Photo-based referring expression data:
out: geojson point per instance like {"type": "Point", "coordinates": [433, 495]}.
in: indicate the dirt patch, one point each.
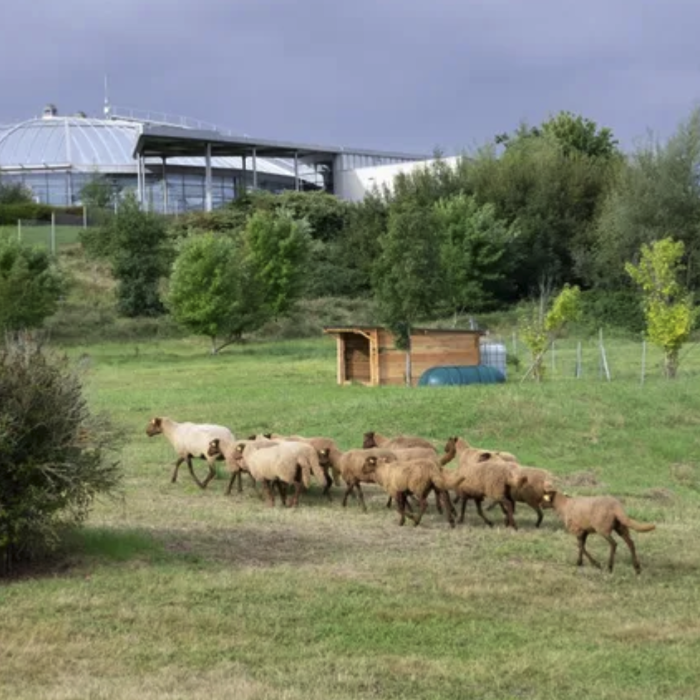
{"type": "Point", "coordinates": [583, 479]}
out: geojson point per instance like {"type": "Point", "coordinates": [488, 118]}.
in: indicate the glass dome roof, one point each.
{"type": "Point", "coordinates": [88, 144]}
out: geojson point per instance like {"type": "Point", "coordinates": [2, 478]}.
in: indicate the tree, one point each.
{"type": "Point", "coordinates": [668, 305]}
{"type": "Point", "coordinates": [278, 247]}
{"type": "Point", "coordinates": [572, 132]}
{"type": "Point", "coordinates": [474, 247]}
{"type": "Point", "coordinates": [407, 279]}
{"type": "Point", "coordinates": [137, 246]}
{"type": "Point", "coordinates": [214, 290]}
{"type": "Point", "coordinates": [544, 325]}
{"type": "Point", "coordinates": [56, 456]}
{"type": "Point", "coordinates": [30, 286]}
{"type": "Point", "coordinates": [658, 191]}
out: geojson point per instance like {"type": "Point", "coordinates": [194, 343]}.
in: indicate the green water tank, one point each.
{"type": "Point", "coordinates": [455, 375]}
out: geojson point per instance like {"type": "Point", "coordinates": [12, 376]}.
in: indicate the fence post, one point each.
{"type": "Point", "coordinates": [578, 361]}
{"type": "Point", "coordinates": [603, 356]}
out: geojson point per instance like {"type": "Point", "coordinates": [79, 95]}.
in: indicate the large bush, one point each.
{"type": "Point", "coordinates": [55, 455]}
{"type": "Point", "coordinates": [136, 243]}
{"type": "Point", "coordinates": [30, 286]}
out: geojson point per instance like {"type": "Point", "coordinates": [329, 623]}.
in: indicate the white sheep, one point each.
{"type": "Point", "coordinates": [284, 463]}
{"type": "Point", "coordinates": [190, 440]}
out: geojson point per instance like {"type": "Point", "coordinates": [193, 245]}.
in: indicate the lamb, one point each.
{"type": "Point", "coordinates": [485, 476]}
{"type": "Point", "coordinates": [372, 439]}
{"type": "Point", "coordinates": [231, 453]}
{"type": "Point", "coordinates": [285, 463]}
{"type": "Point", "coordinates": [190, 440]}
{"type": "Point", "coordinates": [419, 477]}
{"type": "Point", "coordinates": [350, 465]}
{"type": "Point", "coordinates": [583, 515]}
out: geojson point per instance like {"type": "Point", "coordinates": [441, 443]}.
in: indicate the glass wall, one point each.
{"type": "Point", "coordinates": [185, 190]}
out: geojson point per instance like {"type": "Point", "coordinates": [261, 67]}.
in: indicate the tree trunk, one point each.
{"type": "Point", "coordinates": [671, 364]}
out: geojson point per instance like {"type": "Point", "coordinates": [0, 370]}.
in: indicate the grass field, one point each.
{"type": "Point", "coordinates": [41, 234]}
{"type": "Point", "coordinates": [176, 593]}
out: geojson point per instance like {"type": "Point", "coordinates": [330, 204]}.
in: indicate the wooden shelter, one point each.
{"type": "Point", "coordinates": [368, 354]}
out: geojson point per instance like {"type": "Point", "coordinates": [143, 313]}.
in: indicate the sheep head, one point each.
{"type": "Point", "coordinates": [155, 427]}
{"type": "Point", "coordinates": [214, 447]}
{"type": "Point", "coordinates": [368, 440]}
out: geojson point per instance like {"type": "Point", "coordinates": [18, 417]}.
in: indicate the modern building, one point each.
{"type": "Point", "coordinates": [173, 164]}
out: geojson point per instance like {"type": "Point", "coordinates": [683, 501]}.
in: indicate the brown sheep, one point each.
{"type": "Point", "coordinates": [532, 491]}
{"type": "Point", "coordinates": [350, 465]}
{"type": "Point", "coordinates": [583, 515]}
{"type": "Point", "coordinates": [372, 439]}
{"type": "Point", "coordinates": [232, 453]}
{"type": "Point", "coordinates": [401, 478]}
{"type": "Point", "coordinates": [485, 476]}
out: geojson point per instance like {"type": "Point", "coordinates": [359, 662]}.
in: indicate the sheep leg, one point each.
{"type": "Point", "coordinates": [194, 476]}
{"type": "Point", "coordinates": [229, 488]}
{"type": "Point", "coordinates": [449, 510]}
{"type": "Point", "coordinates": [329, 483]}
{"type": "Point", "coordinates": [347, 493]}
{"type": "Point", "coordinates": [540, 515]}
{"type": "Point", "coordinates": [423, 502]}
{"type": "Point", "coordinates": [401, 507]}
{"type": "Point", "coordinates": [481, 512]}
{"type": "Point", "coordinates": [463, 509]}
{"type": "Point", "coordinates": [210, 475]}
{"type": "Point", "coordinates": [510, 509]}
{"type": "Point", "coordinates": [624, 532]}
{"type": "Point", "coordinates": [295, 498]}
{"type": "Point", "coordinates": [613, 547]}
{"type": "Point", "coordinates": [268, 493]}
{"type": "Point", "coordinates": [362, 497]}
{"type": "Point", "coordinates": [582, 550]}
{"type": "Point", "coordinates": [177, 466]}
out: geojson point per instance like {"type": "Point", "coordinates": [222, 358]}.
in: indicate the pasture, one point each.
{"type": "Point", "coordinates": [172, 592]}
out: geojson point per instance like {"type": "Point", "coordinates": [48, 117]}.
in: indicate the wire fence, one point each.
{"type": "Point", "coordinates": [597, 358]}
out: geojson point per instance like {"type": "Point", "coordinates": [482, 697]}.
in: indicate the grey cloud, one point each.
{"type": "Point", "coordinates": [393, 74]}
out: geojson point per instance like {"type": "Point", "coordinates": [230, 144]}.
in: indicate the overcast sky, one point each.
{"type": "Point", "coordinates": [404, 75]}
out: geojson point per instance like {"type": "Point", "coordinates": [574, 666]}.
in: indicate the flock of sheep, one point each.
{"type": "Point", "coordinates": [404, 466]}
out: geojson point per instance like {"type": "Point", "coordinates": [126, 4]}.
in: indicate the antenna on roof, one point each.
{"type": "Point", "coordinates": [108, 107]}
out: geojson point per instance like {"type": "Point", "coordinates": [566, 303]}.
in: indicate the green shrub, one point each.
{"type": "Point", "coordinates": [55, 455]}
{"type": "Point", "coordinates": [30, 286]}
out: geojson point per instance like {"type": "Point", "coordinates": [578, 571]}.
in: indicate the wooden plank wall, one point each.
{"type": "Point", "coordinates": [357, 358]}
{"type": "Point", "coordinates": [428, 350]}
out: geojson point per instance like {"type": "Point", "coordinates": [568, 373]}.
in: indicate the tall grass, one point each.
{"type": "Point", "coordinates": [173, 592]}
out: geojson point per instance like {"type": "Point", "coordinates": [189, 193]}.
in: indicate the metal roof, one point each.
{"type": "Point", "coordinates": [88, 144]}
{"type": "Point", "coordinates": [157, 140]}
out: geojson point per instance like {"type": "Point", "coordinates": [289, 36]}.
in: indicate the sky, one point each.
{"type": "Point", "coordinates": [397, 75]}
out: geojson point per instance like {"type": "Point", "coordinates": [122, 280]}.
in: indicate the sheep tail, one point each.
{"type": "Point", "coordinates": [635, 524]}
{"type": "Point", "coordinates": [306, 468]}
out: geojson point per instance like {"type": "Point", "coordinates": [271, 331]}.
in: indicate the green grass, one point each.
{"type": "Point", "coordinates": [172, 592]}
{"type": "Point", "coordinates": [41, 234]}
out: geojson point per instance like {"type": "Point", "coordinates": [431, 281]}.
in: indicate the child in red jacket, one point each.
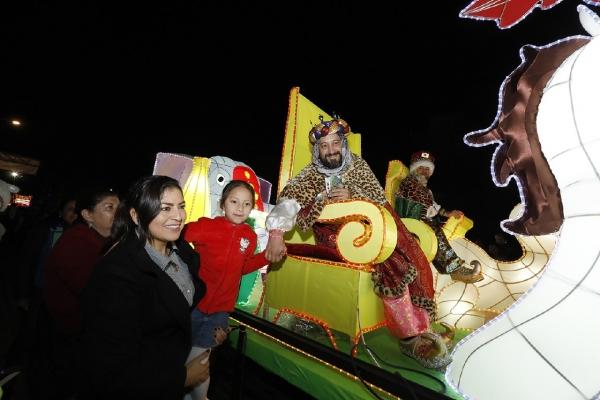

» Task instructions:
Omit all pictures and repeat the rest of the records verbatim.

» Response:
out: geojson point per instance like {"type": "Point", "coordinates": [433, 495]}.
in: indicate the dirt patch, one point each.
{"type": "Point", "coordinates": [583, 479]}
out: geojson point per instance like {"type": "Point", "coordinates": [488, 118]}.
in: indicate the glass dome roof, one point each.
{"type": "Point", "coordinates": [88, 144]}
out: geojson point per instance like {"type": "Point", "coordinates": [2, 478]}.
in: indicate the tree, one point each.
{"type": "Point", "coordinates": [668, 305]}
{"type": "Point", "coordinates": [278, 247]}
{"type": "Point", "coordinates": [572, 132]}
{"type": "Point", "coordinates": [474, 247]}
{"type": "Point", "coordinates": [407, 279]}
{"type": "Point", "coordinates": [137, 246]}
{"type": "Point", "coordinates": [214, 290]}
{"type": "Point", "coordinates": [544, 325]}
{"type": "Point", "coordinates": [56, 456]}
{"type": "Point", "coordinates": [30, 286]}
{"type": "Point", "coordinates": [658, 191]}
out: geojson point per instance like {"type": "Point", "coordinates": [194, 343]}.
in: indicate the green water tank, one point each.
{"type": "Point", "coordinates": [455, 375]}
out: geojson point per instance like {"type": "Point", "coordinates": [12, 376]}.
in: indicate the fence post, one point each.
{"type": "Point", "coordinates": [578, 361]}
{"type": "Point", "coordinates": [603, 356]}
out: geojson point per instance like {"type": "Point", "coordinates": [79, 95]}.
in: indicate the large bush, one point each.
{"type": "Point", "coordinates": [55, 455]}
{"type": "Point", "coordinates": [136, 243]}
{"type": "Point", "coordinates": [30, 286]}
out: geojson point per instance like {"type": "Point", "coordinates": [329, 623]}.
in: indicate the white sheep, one point each.
{"type": "Point", "coordinates": [284, 463]}
{"type": "Point", "coordinates": [190, 440]}
out: geojson point per instance like {"type": "Point", "coordinates": [193, 245]}.
in: indicate the lamb, one point each.
{"type": "Point", "coordinates": [485, 476]}
{"type": "Point", "coordinates": [372, 439]}
{"type": "Point", "coordinates": [231, 453]}
{"type": "Point", "coordinates": [285, 463]}
{"type": "Point", "coordinates": [190, 440]}
{"type": "Point", "coordinates": [419, 477]}
{"type": "Point", "coordinates": [350, 465]}
{"type": "Point", "coordinates": [583, 515]}
out: geojson point per instance like {"type": "Point", "coordinates": [441, 443]}.
in: indicate the glass wall, one point each.
{"type": "Point", "coordinates": [185, 190]}
out: geojson point per instance like {"type": "Point", "coordinates": [261, 67]}.
in: indicate the tree trunk, one point each.
{"type": "Point", "coordinates": [671, 364]}
out: geojson point per instance like {"type": "Point", "coordinates": [0, 370]}.
in: indicate the grass field, one point each.
{"type": "Point", "coordinates": [41, 234]}
{"type": "Point", "coordinates": [176, 593]}
out: geojson point per instance like {"type": "Point", "coordinates": [330, 204]}.
in: indicate the wooden shelter, one point each.
{"type": "Point", "coordinates": [368, 354]}
out: geojson point per instance like {"type": "Point", "coordinates": [143, 313]}.
in: indicate the sheep head, one point each.
{"type": "Point", "coordinates": [155, 427]}
{"type": "Point", "coordinates": [214, 447]}
{"type": "Point", "coordinates": [368, 440]}
out: geojson point per instance like {"type": "Point", "coordinates": [18, 417]}.
in: indicate the modern building, one point each.
{"type": "Point", "coordinates": [173, 164]}
out: geojson point per instance like {"type": "Point", "coordinates": [683, 501]}.
in: indicate the brown sheep, one point each.
{"type": "Point", "coordinates": [532, 491]}
{"type": "Point", "coordinates": [350, 465]}
{"type": "Point", "coordinates": [583, 515]}
{"type": "Point", "coordinates": [372, 439]}
{"type": "Point", "coordinates": [232, 453]}
{"type": "Point", "coordinates": [401, 478]}
{"type": "Point", "coordinates": [485, 476]}
out: geojson point per instance like {"type": "Point", "coordinates": [359, 662]}.
in: indicate the sheep leg, one point each.
{"type": "Point", "coordinates": [194, 476]}
{"type": "Point", "coordinates": [229, 488]}
{"type": "Point", "coordinates": [449, 510]}
{"type": "Point", "coordinates": [329, 483]}
{"type": "Point", "coordinates": [347, 493]}
{"type": "Point", "coordinates": [540, 515]}
{"type": "Point", "coordinates": [423, 502]}
{"type": "Point", "coordinates": [401, 507]}
{"type": "Point", "coordinates": [481, 512]}
{"type": "Point", "coordinates": [463, 509]}
{"type": "Point", "coordinates": [210, 475]}
{"type": "Point", "coordinates": [510, 509]}
{"type": "Point", "coordinates": [624, 532]}
{"type": "Point", "coordinates": [295, 498]}
{"type": "Point", "coordinates": [613, 547]}
{"type": "Point", "coordinates": [268, 493]}
{"type": "Point", "coordinates": [362, 497]}
{"type": "Point", "coordinates": [582, 550]}
{"type": "Point", "coordinates": [177, 466]}
out: geojson point per instance like {"type": "Point", "coordinates": [222, 358]}.
in: indicate the pasture, one point each.
{"type": "Point", "coordinates": [172, 592]}
out: geojson point per instance like {"type": "Point", "coordinates": [48, 117]}.
in: indicate the wire fence, one point each.
{"type": "Point", "coordinates": [597, 358]}
out: geojson point per instance like {"type": "Point", "coordinates": [482, 697]}.
in: indicate the grey cloud, one point each.
{"type": "Point", "coordinates": [393, 74]}
out: geojson point per instance like {"type": "Point", "coordinates": [230, 144]}.
in: indicate the overcast sky, one point each.
{"type": "Point", "coordinates": [404, 75]}
out: geojson point per instance like {"type": "Point", "coordinates": [574, 666]}.
in: indicate the flock of sheep, one point each.
{"type": "Point", "coordinates": [404, 466]}
out: geojson point per instance like {"type": "Point", "coordinates": [126, 4]}.
in: indicate the antenna on roof, one point each.
{"type": "Point", "coordinates": [108, 107]}
out: geojson point per instance like {"type": "Point", "coordinates": [566, 303]}.
in: indicate the green shrub, one point each.
{"type": "Point", "coordinates": [55, 455]}
{"type": "Point", "coordinates": [30, 286]}
out: geojson point per instance like {"type": "Point", "coordinates": [578, 571]}.
in: indicate the wooden plank wall, one point each.
{"type": "Point", "coordinates": [357, 358]}
{"type": "Point", "coordinates": [428, 350]}
out: geojson point per instance like {"type": "Point", "coordinates": [568, 373]}.
in: indicate the tall grass, one point each.
{"type": "Point", "coordinates": [173, 592]}
out: geojson point per instance like {"type": "Point", "coordinates": [189, 193]}.
in: indicate the metal roof, one point each.
{"type": "Point", "coordinates": [88, 144]}
{"type": "Point", "coordinates": [157, 140]}
out: geojson point per instance like {"type": "Point", "coordinates": [289, 36]}.
in: indicate the sky, one point each.
{"type": "Point", "coordinates": [397, 75]}
out: geojson point per instance like {"type": "Point", "coordinates": [122, 280]}.
in: indicate the sheep tail, one point each.
{"type": "Point", "coordinates": [635, 524]}
{"type": "Point", "coordinates": [306, 468]}
out: geojson point per instance like {"type": "Point", "coordinates": [271, 331]}.
in: indicate the green grass, one point each.
{"type": "Point", "coordinates": [172, 592]}
{"type": "Point", "coordinates": [41, 234]}
out: geojson point per instance like {"type": "Point", "coordinates": [431, 281]}.
in: indicate the child in red jacket, one point each.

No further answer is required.